(Beginning of Source extract)
Software Patients Are Bad For Europe

Since man first invented the wheel, society moves forward technologically by inventors standing on the shoulders of those who came before. This advance in our knowledge has improved our lives immeasurably, so much so that society wants to encourage inventiveness, by rewarding those that invent new things a monopoly in that invention (a patent) in exchange for the knowledge that future generations can build upon.

It is important to understand this clear quid quo pro between society and the inventor. Based on that understanding it is not unreasonable to expect that if the patent grant is going to generate a great deal of money for the holder, that society should expect a similar degree of inventiveness for others to build upon.

This to me is the crux of the problem with grants of patents on Business Methods or Software Functions (I use this word function here because the alternative, the actual software itself – which does take considerable time and effort to get right – is already protected by the monopoly rights of copyright. Defining functionality is comparatively a trivial exercise.). The level at which patent protection can be applied for is several thousand times simpler than would be needed in a fully functioning business, or a substantial software programme. Whilst a physical product can be broken down into smaller patentable components, the ratio is nowhere near as great.

This leads to two consequences. Firstly, and this is the most important point, is that to achieve anything useful in writing a software program, you could potentially be effected by thousands of patents on the little individual functions making up software. Secondly, these little individual functions do not provide anything like the benefit to society that would be appropriate for the monopoly position granted to them.
(End of Source extract)
(Beginning of Records supplied)
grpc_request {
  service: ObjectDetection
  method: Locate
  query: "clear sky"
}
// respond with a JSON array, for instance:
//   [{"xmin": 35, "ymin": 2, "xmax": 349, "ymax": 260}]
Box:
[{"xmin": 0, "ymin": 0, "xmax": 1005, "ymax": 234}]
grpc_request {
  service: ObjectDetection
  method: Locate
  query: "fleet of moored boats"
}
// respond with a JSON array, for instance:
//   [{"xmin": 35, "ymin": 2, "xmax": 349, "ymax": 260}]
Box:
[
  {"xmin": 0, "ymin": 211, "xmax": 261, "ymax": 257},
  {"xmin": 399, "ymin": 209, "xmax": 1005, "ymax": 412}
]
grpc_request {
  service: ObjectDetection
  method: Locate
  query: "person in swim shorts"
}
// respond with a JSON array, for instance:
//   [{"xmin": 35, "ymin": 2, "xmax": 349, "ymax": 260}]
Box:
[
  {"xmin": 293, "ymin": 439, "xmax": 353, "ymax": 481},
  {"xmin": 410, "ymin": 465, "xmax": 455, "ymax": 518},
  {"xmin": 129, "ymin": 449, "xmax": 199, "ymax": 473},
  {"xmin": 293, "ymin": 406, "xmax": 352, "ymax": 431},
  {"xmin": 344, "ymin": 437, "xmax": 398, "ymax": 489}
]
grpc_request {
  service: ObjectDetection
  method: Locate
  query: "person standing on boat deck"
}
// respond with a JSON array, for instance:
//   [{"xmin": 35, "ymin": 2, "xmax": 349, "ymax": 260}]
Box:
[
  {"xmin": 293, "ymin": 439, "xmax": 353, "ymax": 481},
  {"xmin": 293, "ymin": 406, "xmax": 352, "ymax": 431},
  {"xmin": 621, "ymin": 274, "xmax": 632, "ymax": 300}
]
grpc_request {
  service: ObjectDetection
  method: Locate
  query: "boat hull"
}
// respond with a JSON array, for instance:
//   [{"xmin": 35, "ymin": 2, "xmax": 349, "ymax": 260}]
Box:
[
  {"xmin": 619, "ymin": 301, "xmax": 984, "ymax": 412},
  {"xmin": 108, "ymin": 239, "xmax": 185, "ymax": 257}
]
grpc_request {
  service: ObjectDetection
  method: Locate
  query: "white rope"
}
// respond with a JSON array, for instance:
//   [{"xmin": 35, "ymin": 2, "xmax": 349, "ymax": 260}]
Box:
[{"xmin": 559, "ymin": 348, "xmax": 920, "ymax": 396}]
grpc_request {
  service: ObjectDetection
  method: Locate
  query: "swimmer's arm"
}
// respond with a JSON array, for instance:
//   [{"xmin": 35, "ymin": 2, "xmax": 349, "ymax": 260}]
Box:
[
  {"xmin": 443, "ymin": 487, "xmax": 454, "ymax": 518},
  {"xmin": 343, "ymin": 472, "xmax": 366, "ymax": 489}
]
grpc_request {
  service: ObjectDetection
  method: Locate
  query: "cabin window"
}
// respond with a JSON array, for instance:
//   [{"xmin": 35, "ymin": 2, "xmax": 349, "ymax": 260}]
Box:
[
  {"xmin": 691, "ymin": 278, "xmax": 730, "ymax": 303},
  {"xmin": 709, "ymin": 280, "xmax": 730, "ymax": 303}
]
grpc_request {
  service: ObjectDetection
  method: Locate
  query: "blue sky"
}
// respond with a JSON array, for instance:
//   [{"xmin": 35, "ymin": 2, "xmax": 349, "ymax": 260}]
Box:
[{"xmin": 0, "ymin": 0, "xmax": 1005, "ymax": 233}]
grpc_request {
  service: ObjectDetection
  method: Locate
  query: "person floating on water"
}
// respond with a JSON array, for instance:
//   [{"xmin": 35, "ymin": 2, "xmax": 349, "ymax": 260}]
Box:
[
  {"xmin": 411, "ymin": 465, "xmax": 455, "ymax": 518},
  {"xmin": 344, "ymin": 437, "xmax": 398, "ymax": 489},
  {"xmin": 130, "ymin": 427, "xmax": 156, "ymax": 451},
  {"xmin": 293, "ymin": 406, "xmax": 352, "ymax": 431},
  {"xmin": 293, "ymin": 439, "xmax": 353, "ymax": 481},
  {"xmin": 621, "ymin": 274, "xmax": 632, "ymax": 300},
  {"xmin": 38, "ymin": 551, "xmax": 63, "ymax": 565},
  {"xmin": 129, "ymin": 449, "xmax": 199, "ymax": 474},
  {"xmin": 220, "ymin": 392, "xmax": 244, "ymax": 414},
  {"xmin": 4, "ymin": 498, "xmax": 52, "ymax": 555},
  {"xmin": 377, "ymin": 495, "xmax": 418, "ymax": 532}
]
(End of Records supplied)
Prompt: From the essay on software patents above, extract the passage between "Software Patients Are" and "to build upon.", inclusive, copying it word for word.

Result below:
Software Patients Are Bad For Europe

Since man first invented the wheel, society moves forward technologically by inventors standing on the shoulders of those who came before. This advance in our knowledge has improved our lives immeasurably, so much so that society wants to encourage inventiveness, by rewarding those that invent new things a monopoly in that invention (a patent) in exchange for the knowledge that future generations can build upon.

It is important to understand this clear quid quo pro between society and the inventor. Based on that understanding it is not unreasonable to expect that if the patent grant is going to generate a great deal of money for the holder, that society should expect a similar degree of inventiveness for others to build upon.